Prompt:
Pull out each line from the entries below that contains the word "woman", treating uppercase and lowercase letters as different.
━━ Material for this task ━━
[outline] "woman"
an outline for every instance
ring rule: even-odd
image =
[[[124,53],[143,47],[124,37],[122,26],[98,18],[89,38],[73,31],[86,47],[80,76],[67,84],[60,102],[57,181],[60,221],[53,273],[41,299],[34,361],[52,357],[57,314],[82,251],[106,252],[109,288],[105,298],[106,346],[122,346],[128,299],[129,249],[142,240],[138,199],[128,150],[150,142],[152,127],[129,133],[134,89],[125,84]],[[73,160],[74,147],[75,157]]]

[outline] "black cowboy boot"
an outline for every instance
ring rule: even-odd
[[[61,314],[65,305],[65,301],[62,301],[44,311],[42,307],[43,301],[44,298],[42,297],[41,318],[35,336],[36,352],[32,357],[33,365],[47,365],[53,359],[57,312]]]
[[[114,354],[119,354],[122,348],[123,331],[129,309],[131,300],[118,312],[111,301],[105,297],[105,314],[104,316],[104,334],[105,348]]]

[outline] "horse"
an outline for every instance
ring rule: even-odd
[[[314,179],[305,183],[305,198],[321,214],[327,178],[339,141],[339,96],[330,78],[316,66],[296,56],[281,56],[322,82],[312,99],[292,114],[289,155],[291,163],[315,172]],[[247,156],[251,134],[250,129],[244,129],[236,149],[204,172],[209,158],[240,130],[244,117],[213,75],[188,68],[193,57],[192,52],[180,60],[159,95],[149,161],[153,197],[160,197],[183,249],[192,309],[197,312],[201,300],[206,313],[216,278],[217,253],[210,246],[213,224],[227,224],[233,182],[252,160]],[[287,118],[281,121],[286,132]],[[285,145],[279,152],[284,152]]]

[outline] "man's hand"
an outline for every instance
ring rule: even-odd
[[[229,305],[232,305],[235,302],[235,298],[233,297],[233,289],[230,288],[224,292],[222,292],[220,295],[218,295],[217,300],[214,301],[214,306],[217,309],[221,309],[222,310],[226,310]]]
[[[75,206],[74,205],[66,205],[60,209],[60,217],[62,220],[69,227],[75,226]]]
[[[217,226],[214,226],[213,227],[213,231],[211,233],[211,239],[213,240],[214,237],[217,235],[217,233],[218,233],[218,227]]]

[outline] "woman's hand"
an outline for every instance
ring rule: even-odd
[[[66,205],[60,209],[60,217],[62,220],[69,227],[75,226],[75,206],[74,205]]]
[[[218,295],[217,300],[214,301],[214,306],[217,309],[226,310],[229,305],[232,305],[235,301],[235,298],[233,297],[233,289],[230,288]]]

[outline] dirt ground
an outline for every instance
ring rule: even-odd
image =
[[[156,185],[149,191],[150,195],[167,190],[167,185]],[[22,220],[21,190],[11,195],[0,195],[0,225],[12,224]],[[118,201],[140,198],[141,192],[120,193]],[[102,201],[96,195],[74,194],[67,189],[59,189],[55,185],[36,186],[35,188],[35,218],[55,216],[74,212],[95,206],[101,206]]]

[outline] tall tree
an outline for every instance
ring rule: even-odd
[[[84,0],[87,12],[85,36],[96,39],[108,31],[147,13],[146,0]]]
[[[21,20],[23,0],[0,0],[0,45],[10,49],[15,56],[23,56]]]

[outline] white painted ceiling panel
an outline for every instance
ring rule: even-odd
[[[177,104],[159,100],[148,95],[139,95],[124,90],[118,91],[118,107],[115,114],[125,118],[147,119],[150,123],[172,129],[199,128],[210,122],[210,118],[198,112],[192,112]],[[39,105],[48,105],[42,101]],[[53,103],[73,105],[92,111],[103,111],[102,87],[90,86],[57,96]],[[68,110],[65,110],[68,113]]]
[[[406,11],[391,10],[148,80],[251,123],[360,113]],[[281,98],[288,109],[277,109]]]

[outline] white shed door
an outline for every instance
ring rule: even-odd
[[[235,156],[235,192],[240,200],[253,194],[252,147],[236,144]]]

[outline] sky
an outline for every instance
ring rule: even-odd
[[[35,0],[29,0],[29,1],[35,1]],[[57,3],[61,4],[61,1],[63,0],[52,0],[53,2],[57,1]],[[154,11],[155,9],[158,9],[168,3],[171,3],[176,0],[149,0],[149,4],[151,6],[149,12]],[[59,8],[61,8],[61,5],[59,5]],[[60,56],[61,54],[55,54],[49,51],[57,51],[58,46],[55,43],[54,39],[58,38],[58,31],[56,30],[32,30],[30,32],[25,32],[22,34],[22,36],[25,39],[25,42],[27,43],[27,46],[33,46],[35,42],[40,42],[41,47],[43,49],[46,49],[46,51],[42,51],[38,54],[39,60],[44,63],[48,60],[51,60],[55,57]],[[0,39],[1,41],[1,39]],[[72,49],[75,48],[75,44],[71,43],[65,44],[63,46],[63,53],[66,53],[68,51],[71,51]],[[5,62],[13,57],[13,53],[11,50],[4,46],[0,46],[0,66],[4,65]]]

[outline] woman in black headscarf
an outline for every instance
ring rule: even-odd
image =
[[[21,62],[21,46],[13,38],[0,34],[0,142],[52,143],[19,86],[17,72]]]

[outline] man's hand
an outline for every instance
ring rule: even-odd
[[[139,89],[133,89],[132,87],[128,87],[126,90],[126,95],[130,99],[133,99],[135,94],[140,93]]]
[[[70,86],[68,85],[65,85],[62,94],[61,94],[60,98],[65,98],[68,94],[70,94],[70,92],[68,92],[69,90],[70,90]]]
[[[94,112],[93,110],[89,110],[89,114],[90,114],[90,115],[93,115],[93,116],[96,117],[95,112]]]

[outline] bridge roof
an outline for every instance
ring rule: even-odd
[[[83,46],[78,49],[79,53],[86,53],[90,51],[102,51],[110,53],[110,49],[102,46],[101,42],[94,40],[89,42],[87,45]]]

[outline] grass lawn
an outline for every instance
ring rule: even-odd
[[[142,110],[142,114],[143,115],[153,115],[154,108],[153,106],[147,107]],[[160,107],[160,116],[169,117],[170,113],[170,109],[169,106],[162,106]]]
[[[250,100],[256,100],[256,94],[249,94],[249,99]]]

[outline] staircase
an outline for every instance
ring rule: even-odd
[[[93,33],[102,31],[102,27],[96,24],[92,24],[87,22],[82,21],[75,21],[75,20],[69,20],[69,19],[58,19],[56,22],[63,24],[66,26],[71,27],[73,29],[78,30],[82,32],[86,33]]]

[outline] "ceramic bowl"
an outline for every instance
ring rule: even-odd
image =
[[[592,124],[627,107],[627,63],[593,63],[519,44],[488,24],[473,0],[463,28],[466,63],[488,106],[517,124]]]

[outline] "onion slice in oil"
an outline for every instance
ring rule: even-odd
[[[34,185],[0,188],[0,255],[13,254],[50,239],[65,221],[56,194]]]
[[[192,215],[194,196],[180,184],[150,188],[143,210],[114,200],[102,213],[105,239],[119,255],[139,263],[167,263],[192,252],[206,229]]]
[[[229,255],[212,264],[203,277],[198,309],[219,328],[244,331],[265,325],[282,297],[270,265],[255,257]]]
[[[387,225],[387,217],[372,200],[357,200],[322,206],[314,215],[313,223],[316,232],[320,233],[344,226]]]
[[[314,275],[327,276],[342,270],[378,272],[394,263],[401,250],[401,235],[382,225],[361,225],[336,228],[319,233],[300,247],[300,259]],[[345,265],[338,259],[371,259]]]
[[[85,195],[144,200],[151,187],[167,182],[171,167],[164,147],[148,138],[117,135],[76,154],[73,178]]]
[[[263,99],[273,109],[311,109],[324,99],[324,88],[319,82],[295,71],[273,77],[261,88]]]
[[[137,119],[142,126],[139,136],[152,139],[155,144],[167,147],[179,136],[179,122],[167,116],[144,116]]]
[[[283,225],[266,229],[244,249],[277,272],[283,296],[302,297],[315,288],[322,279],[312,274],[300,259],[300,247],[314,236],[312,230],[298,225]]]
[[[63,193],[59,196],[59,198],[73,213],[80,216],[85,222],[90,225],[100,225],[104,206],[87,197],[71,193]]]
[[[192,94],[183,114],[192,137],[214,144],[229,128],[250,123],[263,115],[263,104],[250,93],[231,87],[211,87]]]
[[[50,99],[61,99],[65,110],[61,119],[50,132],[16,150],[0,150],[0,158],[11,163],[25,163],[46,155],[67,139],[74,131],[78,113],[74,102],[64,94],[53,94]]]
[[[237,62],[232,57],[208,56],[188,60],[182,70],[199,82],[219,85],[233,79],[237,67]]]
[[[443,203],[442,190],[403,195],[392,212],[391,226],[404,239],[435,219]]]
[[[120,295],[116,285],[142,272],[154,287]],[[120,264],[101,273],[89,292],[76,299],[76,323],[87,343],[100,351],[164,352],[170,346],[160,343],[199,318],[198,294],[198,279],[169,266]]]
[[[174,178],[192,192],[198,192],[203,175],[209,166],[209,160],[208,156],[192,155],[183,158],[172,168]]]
━━━
Worked answer:
[outline] "woman"
[outline] "woman's hand"
[outline] woman in black headscarf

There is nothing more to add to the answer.